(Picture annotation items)

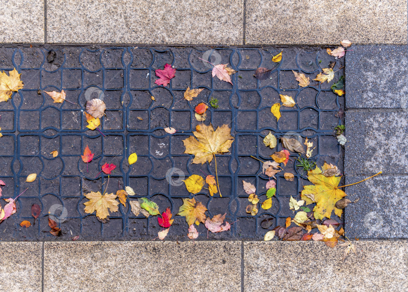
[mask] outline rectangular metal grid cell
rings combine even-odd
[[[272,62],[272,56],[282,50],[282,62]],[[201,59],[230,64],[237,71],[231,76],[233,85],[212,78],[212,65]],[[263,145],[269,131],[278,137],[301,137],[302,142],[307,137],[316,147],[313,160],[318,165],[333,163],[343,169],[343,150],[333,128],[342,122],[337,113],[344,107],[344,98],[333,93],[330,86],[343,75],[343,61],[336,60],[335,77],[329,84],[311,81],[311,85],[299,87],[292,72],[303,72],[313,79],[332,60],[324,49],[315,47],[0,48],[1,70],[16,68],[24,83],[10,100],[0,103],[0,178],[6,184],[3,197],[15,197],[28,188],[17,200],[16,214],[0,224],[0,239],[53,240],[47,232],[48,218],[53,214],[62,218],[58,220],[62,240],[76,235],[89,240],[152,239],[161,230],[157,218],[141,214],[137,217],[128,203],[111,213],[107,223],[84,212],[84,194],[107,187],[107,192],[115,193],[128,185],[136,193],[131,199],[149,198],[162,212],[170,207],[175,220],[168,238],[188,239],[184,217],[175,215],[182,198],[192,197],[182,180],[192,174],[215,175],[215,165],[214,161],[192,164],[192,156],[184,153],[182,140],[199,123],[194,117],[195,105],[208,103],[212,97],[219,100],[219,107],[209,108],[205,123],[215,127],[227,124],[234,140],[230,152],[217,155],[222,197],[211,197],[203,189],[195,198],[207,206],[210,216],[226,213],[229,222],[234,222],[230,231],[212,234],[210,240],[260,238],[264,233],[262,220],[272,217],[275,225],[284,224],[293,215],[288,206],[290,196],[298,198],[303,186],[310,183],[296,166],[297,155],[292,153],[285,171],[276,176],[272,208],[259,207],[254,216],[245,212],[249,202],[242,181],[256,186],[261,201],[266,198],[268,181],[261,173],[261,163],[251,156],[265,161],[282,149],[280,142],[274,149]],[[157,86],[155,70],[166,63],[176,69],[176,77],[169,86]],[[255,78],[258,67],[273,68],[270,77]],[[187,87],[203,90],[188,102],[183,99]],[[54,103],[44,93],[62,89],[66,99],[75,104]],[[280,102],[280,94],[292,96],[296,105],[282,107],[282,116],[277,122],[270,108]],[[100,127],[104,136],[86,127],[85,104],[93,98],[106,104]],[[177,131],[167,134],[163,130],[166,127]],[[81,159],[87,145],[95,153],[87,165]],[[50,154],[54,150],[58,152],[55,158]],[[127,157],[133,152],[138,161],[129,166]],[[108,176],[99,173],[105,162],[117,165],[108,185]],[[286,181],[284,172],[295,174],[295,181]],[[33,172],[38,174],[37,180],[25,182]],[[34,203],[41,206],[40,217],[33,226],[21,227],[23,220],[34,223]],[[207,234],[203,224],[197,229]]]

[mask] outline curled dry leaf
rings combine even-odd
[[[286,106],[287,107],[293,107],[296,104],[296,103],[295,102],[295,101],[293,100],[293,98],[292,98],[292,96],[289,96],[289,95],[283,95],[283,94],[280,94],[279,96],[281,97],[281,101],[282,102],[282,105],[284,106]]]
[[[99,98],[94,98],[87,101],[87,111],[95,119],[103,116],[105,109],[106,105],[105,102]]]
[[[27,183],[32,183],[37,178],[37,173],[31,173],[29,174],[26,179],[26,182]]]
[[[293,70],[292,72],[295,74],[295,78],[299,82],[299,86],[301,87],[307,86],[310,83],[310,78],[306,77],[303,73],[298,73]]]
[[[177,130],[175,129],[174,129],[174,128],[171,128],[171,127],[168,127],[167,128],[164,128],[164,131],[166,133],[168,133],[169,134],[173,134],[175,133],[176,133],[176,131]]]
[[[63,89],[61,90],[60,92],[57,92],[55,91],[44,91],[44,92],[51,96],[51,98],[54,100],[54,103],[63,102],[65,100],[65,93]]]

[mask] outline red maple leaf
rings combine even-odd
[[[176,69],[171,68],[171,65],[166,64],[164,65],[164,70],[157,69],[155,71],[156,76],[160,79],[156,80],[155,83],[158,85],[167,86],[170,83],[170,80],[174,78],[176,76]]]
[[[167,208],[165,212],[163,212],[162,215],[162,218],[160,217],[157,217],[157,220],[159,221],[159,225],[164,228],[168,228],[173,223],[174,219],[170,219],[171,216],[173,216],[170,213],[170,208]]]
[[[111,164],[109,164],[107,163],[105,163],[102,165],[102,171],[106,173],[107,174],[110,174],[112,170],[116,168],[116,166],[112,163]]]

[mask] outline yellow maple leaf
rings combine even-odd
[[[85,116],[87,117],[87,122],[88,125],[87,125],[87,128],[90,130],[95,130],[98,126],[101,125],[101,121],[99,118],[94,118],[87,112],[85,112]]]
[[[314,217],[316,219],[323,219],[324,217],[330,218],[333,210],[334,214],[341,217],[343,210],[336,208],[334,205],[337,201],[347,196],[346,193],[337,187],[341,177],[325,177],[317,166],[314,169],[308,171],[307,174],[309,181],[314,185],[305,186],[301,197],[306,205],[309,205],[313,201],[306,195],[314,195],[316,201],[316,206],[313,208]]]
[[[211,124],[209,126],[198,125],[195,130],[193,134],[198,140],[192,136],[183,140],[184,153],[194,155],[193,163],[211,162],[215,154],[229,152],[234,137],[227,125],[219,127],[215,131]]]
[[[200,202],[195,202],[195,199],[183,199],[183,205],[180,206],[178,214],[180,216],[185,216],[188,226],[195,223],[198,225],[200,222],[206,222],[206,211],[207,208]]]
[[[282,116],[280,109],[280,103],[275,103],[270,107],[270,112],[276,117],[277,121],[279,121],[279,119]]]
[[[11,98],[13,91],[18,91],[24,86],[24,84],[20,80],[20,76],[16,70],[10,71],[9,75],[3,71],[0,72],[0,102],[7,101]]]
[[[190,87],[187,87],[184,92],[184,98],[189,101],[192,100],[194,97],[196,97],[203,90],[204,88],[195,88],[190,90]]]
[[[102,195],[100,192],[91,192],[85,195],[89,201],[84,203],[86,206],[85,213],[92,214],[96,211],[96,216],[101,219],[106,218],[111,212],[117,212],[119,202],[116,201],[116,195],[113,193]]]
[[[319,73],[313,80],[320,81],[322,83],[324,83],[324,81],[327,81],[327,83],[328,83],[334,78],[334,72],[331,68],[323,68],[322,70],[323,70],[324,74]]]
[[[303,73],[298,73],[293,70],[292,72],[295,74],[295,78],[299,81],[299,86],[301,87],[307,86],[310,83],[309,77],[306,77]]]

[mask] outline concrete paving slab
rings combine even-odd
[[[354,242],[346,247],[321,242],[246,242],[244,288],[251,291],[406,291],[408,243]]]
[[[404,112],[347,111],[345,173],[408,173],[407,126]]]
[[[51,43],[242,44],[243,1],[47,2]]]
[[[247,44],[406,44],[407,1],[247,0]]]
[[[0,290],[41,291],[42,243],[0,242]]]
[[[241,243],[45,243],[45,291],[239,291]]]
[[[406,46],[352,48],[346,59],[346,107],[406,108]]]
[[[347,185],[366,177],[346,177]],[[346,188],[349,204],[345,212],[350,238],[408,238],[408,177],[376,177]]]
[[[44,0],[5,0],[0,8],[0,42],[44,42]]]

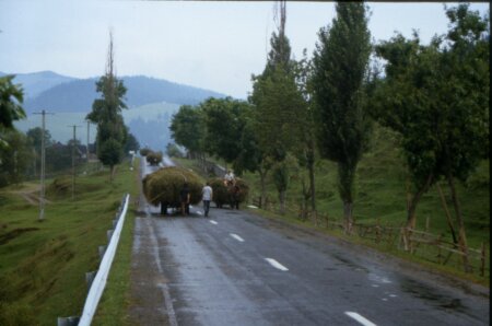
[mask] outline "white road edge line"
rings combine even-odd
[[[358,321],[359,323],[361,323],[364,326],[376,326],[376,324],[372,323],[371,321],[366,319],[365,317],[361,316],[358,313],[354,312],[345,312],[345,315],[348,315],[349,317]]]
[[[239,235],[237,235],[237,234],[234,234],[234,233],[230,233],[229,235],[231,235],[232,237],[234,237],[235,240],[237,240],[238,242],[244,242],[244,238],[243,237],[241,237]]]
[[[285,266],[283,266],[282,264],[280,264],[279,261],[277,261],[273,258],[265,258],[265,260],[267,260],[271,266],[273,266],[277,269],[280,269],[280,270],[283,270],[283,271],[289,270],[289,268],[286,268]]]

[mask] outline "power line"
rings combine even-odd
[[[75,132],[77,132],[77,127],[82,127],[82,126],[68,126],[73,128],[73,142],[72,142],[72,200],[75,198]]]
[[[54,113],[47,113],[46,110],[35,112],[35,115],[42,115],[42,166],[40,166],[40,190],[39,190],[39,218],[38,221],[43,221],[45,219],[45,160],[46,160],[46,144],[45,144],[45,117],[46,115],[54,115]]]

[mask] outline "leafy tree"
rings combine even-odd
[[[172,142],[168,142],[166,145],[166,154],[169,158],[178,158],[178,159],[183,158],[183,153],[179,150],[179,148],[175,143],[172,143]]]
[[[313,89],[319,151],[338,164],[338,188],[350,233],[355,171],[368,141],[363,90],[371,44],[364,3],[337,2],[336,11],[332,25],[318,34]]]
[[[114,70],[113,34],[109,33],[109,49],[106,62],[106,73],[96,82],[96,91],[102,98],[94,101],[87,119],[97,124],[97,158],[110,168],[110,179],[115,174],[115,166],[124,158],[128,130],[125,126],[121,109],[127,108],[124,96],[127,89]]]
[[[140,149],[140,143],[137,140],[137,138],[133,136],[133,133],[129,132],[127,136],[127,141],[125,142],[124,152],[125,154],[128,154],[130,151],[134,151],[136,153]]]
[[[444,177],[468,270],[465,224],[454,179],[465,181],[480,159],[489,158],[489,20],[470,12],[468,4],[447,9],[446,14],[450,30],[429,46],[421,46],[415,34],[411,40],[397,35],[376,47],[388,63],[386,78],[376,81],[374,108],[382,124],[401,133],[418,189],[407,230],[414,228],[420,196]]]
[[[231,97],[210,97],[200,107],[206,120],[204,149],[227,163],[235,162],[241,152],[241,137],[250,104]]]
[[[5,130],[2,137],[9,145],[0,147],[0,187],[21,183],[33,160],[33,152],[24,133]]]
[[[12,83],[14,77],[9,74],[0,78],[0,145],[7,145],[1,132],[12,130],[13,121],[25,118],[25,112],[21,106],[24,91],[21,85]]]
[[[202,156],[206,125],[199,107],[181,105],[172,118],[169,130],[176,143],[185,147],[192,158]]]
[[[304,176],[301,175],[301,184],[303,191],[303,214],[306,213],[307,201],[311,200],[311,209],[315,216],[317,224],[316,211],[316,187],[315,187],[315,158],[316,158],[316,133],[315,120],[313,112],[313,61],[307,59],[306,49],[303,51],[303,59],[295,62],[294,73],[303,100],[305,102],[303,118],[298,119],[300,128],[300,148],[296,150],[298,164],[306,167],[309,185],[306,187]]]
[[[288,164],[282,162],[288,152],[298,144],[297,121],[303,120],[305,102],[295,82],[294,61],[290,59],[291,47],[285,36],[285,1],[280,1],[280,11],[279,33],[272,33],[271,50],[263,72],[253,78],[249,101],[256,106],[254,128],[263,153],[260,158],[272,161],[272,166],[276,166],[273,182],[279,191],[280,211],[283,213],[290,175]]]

→ **EXERCISE GOAL**:
Copy out again the lines from the one containing "[mask] outline concrete paving slab" through the one containing "[[[44,0],[5,0],[0,8],[0,42],[44,42]]]", both included. Keep each line unchanged.

→ **OUTPUT**:
[mask] outline concrete paving slab
rings combine even-odd
[[[354,242],[346,247],[321,242],[246,242],[244,288],[251,291],[406,291],[408,243]]]
[[[404,112],[347,111],[345,173],[408,173],[407,126]]]
[[[51,43],[242,44],[243,1],[47,2]]]
[[[247,44],[406,44],[407,1],[247,0]]]
[[[0,290],[41,291],[42,243],[0,242]]]
[[[241,243],[45,243],[45,291],[239,291]]]
[[[406,46],[352,48],[346,59],[346,107],[406,108]]]
[[[347,185],[366,177],[346,177]],[[346,188],[349,204],[345,212],[350,238],[408,238],[408,177],[376,177]]]
[[[44,0],[5,0],[0,8],[0,42],[44,42]]]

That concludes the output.